» **Problem to solve**: Your answer must be a word-for-word copy of the data.

Region pointing data
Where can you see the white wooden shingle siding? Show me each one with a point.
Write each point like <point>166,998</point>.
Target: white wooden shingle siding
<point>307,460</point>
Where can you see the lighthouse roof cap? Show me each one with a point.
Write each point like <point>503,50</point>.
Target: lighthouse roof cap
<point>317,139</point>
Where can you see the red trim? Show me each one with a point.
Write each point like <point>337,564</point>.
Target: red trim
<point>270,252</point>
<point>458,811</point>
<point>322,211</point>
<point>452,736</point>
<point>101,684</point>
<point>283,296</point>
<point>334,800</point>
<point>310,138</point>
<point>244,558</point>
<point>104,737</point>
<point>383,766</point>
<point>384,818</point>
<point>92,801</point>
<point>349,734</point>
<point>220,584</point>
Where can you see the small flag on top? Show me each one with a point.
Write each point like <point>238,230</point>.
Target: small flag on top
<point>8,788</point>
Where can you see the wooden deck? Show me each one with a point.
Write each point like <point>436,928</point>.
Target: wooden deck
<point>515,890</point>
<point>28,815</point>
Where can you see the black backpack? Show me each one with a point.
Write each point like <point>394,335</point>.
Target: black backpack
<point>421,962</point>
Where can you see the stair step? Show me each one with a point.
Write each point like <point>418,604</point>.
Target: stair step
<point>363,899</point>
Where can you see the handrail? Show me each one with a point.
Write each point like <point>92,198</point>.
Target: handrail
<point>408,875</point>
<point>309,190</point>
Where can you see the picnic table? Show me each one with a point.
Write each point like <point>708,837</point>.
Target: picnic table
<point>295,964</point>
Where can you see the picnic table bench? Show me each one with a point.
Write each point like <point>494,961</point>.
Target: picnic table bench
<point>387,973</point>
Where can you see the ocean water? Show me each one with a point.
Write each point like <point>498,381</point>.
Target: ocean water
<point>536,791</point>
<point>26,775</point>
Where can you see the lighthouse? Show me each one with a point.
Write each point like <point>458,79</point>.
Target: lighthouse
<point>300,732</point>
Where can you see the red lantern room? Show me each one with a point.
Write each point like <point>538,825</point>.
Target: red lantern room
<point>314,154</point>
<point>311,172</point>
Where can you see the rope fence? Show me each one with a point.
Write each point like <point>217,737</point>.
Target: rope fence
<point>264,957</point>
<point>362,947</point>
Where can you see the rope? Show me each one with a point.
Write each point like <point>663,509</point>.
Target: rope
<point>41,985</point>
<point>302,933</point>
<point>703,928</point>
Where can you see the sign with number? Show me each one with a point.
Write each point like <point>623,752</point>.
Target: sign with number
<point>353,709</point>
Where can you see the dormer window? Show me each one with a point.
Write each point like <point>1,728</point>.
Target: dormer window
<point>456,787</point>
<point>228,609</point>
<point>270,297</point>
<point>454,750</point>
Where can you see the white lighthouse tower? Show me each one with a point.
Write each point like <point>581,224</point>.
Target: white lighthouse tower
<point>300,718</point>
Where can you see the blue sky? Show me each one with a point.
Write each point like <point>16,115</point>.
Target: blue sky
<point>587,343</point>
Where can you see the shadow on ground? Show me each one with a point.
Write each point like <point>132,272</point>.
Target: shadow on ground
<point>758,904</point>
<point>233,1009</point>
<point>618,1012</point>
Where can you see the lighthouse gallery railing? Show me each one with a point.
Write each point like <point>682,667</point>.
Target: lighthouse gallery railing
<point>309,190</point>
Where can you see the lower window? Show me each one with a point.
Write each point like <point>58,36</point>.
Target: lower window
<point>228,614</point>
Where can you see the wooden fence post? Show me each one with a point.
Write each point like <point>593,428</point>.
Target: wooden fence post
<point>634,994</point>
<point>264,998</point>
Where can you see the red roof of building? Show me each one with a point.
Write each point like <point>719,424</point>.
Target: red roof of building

» **Written solution**:
Where can you see the white wooden shingle siding? Show me each one with a point.
Write each point like <point>166,998</point>.
Target: white wooden shingle siding
<point>307,460</point>
Where can you see the lighthouse roof cap? Show me each one with a point.
Write each point like <point>503,50</point>.
Target: lighthouse roof cap
<point>317,139</point>
Where can you see the red trim? Show me each one with a point.
Write each point like <point>337,564</point>.
Target: red trim
<point>270,252</point>
<point>458,811</point>
<point>322,211</point>
<point>452,736</point>
<point>101,684</point>
<point>283,296</point>
<point>334,800</point>
<point>310,138</point>
<point>244,558</point>
<point>104,737</point>
<point>383,766</point>
<point>384,818</point>
<point>92,801</point>
<point>349,734</point>
<point>220,584</point>
Where can you see the small flag on top? Show me each one with a point.
Write each point like <point>238,230</point>.
Target: small flag on top
<point>8,788</point>
Where can you see the wooden deck? Show me each one with a point.
Write each point like <point>436,928</point>.
Target: wooden deck
<point>515,890</point>
<point>28,815</point>
Where can you see the black backpack? Show me each one with a point.
Write each point like <point>394,335</point>.
Target: black backpack
<point>421,962</point>
Where can you see the stair step? Show me each one with a point.
Write each point like <point>418,604</point>.
Target: stair step
<point>363,899</point>
Where can you see the handrail? Show me each one with a point.
Write each point like <point>92,198</point>.
Target: handrail
<point>408,875</point>
<point>309,190</point>
Where can you see the picnic table? Show me each one with a point.
Write each point like <point>708,837</point>.
Target: picnic table
<point>295,964</point>
Where can you see the picnic table bench? Show me each one with a point.
Write each point like <point>494,961</point>.
Target: picnic table bench
<point>387,973</point>
Where can you see the ocean water? Show me each one with a point.
Write each point like <point>498,381</point>.
Target: ocean water
<point>536,791</point>
<point>26,775</point>
Where can you see the lighthouse? Show me each one with a point.
Write each point like <point>458,79</point>.
Target: lighthouse
<point>300,732</point>
Where can you see the red lantern room? Show me each one with a point.
Write each point like <point>538,825</point>.
Target: red lantern room
<point>314,154</point>
<point>311,172</point>
Where can you see the rope fence? Show me each one with a point.
Write each point like <point>217,737</point>.
Target: rope fence
<point>264,957</point>
<point>362,947</point>
Where can you see the rope? Show me each one with a point.
Write each point like <point>663,509</point>.
Target: rope
<point>41,985</point>
<point>302,933</point>
<point>703,928</point>
Where can you see the sign with number? Show me each one with a point.
Write each point like <point>623,752</point>.
Target: sign with number
<point>353,709</point>
Where can you see the dormer window? Show me each one with a point.
Write each point like <point>1,728</point>.
Target: dormer window
<point>456,787</point>
<point>228,609</point>
<point>270,297</point>
<point>454,750</point>
Where can you see the white lighthouse tower? Show me each one with a point.
Write each point like <point>581,224</point>.
Target: white lighthouse tower
<point>300,718</point>
Where can you see the blue sky? Show me each one with a point.
Write each point like <point>16,115</point>.
Target: blue sky
<point>587,343</point>
Where can you see the shadow on ground? Show me each one with a point.
Write each point like <point>132,272</point>.
Target: shadow on ground
<point>758,904</point>
<point>233,1009</point>
<point>618,1012</point>
Where can you see the lighthouse gallery railing? Show me each one with a point.
Write each point like <point>682,667</point>.
Target: lighthouse gallery railing
<point>309,190</point>
Where can you see the lower window? Show me each one with a point.
Write each point like <point>58,36</point>.
Target: lower window
<point>228,614</point>
Where can you see the wooden fence post? Show me each one with a point.
Write each point like <point>593,428</point>.
Target: wooden fence post
<point>634,994</point>
<point>264,998</point>
Where can you see the red roof of building? Show me each one with a point.
Write each point like <point>719,424</point>.
Target: red roof of building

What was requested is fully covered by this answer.